PROBLEM REQUIREMENTS: Can you give the listing from the line with "the red vertical" to the line with "column 105, row 189" as a two-column CSV with the headers text and answer, one row for each text paired with its answer? Put each value in a single quoted field, with line breaks changed to spaces.

[Listing of items in a dataset]
════════════════

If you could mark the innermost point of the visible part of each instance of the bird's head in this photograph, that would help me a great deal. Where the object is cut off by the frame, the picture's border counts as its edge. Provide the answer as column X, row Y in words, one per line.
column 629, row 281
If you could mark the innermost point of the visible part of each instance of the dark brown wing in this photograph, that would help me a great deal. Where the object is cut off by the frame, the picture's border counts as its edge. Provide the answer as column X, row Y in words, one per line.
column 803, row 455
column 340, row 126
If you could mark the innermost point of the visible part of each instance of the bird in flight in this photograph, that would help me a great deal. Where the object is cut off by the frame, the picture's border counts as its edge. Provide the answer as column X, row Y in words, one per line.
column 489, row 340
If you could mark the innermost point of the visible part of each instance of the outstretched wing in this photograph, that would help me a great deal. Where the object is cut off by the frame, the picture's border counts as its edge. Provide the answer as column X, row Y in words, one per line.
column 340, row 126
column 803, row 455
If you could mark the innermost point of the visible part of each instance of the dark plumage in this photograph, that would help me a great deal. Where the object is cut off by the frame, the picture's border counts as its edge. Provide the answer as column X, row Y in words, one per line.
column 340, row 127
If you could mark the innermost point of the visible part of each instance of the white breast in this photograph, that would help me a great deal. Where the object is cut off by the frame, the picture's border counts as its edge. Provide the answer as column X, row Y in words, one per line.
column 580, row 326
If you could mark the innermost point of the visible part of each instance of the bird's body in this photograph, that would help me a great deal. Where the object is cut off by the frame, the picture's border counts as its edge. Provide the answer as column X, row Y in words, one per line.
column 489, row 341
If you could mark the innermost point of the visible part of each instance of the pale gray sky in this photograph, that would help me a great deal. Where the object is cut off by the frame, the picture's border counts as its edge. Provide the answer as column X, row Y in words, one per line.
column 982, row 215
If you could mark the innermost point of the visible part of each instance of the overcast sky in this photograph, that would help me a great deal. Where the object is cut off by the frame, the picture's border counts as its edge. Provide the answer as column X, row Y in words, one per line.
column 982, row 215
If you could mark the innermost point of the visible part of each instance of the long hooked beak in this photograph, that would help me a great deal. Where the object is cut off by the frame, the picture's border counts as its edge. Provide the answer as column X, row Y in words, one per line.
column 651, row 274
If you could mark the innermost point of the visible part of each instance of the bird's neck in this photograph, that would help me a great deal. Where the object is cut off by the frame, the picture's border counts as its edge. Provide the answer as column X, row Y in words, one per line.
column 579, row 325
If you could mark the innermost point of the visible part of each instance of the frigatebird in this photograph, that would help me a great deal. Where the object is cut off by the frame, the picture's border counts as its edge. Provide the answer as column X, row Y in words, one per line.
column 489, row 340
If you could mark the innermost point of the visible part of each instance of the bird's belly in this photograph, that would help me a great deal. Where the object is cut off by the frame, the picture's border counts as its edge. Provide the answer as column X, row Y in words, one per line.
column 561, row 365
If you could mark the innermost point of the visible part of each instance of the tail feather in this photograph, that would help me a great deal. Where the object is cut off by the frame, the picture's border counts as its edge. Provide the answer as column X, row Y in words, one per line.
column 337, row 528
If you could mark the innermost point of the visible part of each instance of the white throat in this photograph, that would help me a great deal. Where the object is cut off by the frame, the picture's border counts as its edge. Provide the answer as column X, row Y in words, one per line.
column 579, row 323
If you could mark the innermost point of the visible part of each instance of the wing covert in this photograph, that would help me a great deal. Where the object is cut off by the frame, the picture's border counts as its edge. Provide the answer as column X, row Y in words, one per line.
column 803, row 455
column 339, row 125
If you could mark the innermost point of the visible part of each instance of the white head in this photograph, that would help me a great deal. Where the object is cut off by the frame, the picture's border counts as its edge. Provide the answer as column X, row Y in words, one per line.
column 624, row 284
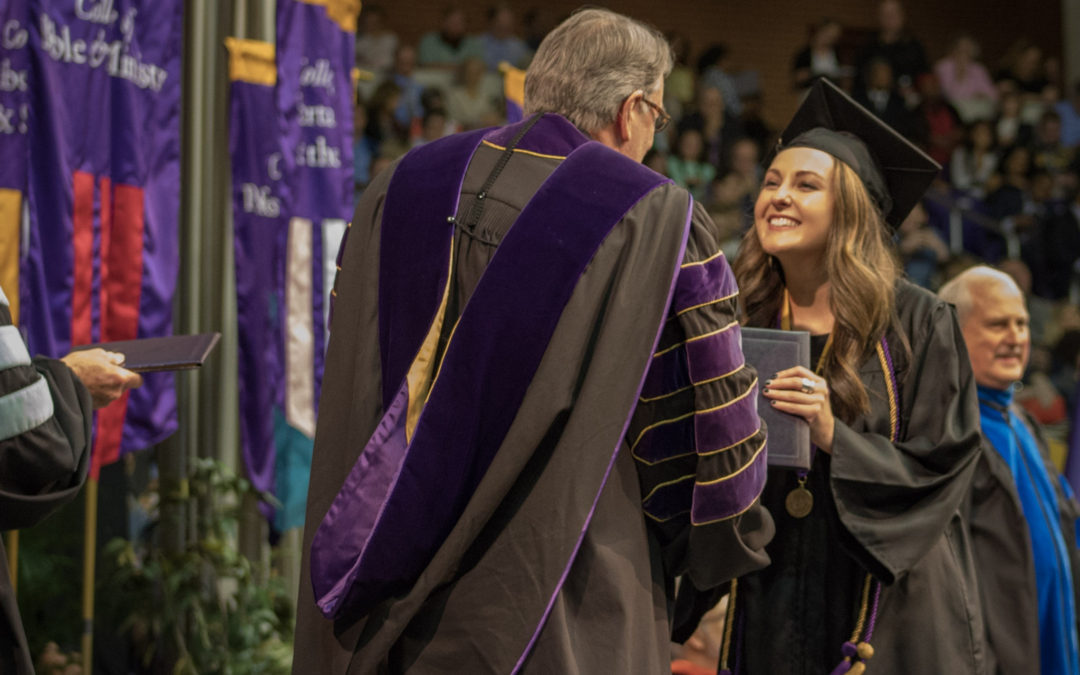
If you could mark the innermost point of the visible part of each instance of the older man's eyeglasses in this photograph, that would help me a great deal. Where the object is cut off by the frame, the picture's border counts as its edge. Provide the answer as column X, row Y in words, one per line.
column 662, row 118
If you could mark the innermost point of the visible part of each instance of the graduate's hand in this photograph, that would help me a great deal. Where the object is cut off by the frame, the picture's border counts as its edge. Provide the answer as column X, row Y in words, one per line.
column 787, row 393
column 103, row 375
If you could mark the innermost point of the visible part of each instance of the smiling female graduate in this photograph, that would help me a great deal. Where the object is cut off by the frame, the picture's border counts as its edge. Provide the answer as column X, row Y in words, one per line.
column 868, row 543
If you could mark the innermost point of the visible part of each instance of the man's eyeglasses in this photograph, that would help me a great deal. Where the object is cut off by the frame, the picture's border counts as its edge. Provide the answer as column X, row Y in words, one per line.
column 662, row 118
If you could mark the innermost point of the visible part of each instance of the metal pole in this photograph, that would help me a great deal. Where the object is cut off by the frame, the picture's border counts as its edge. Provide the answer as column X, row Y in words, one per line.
column 12, row 547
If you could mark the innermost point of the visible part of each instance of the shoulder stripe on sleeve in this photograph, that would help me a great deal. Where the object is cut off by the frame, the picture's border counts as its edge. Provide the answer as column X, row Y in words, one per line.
column 12, row 349
column 702, row 283
column 733, row 324
column 26, row 408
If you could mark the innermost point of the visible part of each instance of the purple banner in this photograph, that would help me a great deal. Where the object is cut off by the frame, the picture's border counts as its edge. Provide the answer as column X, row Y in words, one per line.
column 14, row 119
column 259, row 231
column 314, row 95
column 14, row 96
column 104, row 191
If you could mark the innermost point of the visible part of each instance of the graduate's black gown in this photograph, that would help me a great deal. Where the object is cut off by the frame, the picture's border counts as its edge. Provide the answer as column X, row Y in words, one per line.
column 893, row 509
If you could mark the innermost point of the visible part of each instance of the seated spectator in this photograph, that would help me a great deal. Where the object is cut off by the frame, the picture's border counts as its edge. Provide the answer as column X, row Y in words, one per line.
column 385, row 136
column 376, row 44
column 448, row 46
column 501, row 42
column 894, row 44
column 974, row 162
column 921, row 248
column 936, row 123
column 881, row 96
column 966, row 82
column 714, row 71
column 819, row 58
column 409, row 108
column 753, row 123
column 1054, row 251
column 468, row 103
column 1069, row 113
column 679, row 86
column 1023, row 67
column 718, row 127
column 435, row 125
column 687, row 166
column 1050, row 154
column 1009, row 126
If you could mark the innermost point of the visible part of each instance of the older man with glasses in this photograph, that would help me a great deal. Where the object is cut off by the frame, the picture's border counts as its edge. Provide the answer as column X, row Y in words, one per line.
column 536, row 413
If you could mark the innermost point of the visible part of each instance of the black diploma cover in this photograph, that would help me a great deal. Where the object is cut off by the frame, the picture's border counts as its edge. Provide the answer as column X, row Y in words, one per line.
column 175, row 352
column 769, row 351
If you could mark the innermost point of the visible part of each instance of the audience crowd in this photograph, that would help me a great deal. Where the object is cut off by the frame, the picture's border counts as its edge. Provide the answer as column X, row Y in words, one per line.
column 1004, row 127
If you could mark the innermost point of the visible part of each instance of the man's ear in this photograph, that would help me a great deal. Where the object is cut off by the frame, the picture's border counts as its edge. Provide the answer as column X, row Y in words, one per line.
column 623, row 127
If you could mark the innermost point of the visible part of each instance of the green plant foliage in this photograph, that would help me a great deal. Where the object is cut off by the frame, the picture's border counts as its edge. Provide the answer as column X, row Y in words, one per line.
column 207, row 608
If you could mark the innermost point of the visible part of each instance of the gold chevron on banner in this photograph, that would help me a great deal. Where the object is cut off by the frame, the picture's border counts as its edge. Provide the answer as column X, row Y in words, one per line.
column 11, row 220
column 341, row 12
column 252, row 61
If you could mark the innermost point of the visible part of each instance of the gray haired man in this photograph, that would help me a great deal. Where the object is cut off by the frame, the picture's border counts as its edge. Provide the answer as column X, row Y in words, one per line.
column 536, row 412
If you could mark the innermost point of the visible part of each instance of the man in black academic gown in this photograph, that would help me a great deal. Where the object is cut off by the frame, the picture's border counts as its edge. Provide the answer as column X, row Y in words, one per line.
column 45, row 416
column 527, row 432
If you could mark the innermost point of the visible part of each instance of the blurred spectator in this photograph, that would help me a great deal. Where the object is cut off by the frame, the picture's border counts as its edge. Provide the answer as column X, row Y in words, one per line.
column 538, row 22
column 753, row 124
column 895, row 45
column 1054, row 251
column 921, row 248
column 435, row 125
column 973, row 163
column 1010, row 129
column 936, row 124
column 468, row 103
column 448, row 46
column 657, row 161
column 882, row 98
column 1050, row 154
column 819, row 58
column 408, row 108
column 1069, row 113
column 376, row 44
column 713, row 71
column 1023, row 69
column 501, row 42
column 718, row 127
column 679, row 86
column 687, row 166
column 385, row 135
column 966, row 82
column 1023, row 66
column 731, row 197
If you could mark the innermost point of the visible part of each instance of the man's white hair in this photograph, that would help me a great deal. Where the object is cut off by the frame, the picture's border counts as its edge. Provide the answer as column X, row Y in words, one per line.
column 591, row 63
column 958, row 291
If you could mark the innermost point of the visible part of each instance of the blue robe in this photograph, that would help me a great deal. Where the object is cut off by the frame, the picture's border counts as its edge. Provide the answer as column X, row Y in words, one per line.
column 1043, row 497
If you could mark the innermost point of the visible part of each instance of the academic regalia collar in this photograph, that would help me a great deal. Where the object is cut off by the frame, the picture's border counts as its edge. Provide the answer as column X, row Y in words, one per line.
column 552, row 135
column 999, row 399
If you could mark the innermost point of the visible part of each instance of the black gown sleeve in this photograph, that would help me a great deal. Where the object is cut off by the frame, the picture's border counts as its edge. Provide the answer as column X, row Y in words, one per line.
column 44, row 466
column 895, row 499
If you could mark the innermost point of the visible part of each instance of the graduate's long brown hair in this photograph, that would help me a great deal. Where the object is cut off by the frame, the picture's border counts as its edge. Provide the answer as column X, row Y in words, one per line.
column 863, row 271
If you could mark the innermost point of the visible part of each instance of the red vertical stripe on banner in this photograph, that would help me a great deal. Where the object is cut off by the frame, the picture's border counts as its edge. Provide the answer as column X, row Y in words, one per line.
column 121, row 286
column 105, row 189
column 82, row 266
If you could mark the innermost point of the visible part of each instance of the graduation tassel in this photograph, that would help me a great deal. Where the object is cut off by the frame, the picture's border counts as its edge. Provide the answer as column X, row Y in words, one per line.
column 729, row 621
column 855, row 653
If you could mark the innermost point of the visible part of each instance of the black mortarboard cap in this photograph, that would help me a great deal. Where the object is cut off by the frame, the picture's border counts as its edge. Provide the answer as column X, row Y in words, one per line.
column 894, row 171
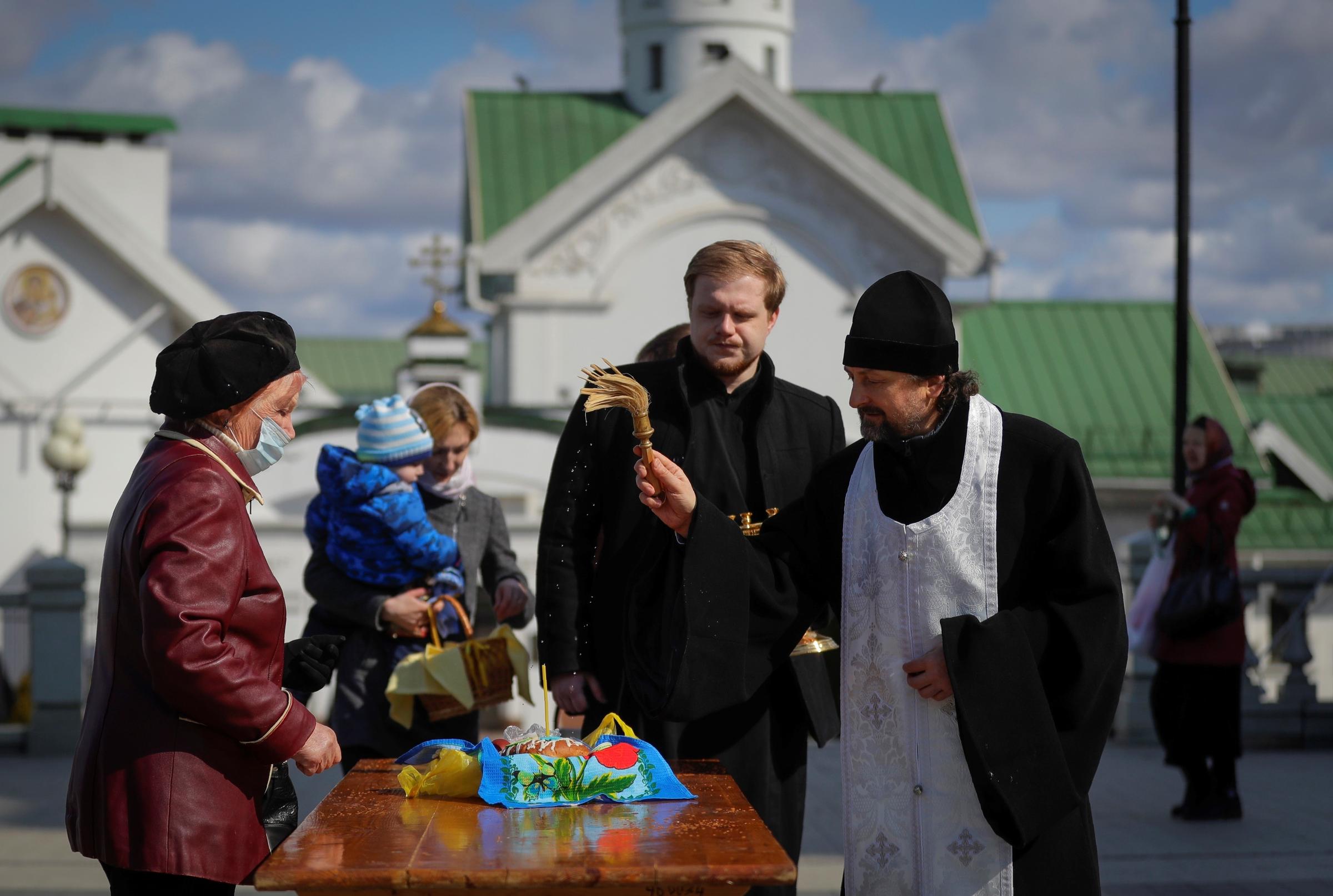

════════════════

EXPECTED ANSWER:
text,answer
"If you could mark the innermost point of the visible part of each instance of the red vertical stripe on banner in this photograph, that would help me a great deal. Where the object is cut off by the frame, the picture's border counts as its edge. Provide the answer as column X, row Y in words, one per line.","column 121, row 286 column 105, row 189"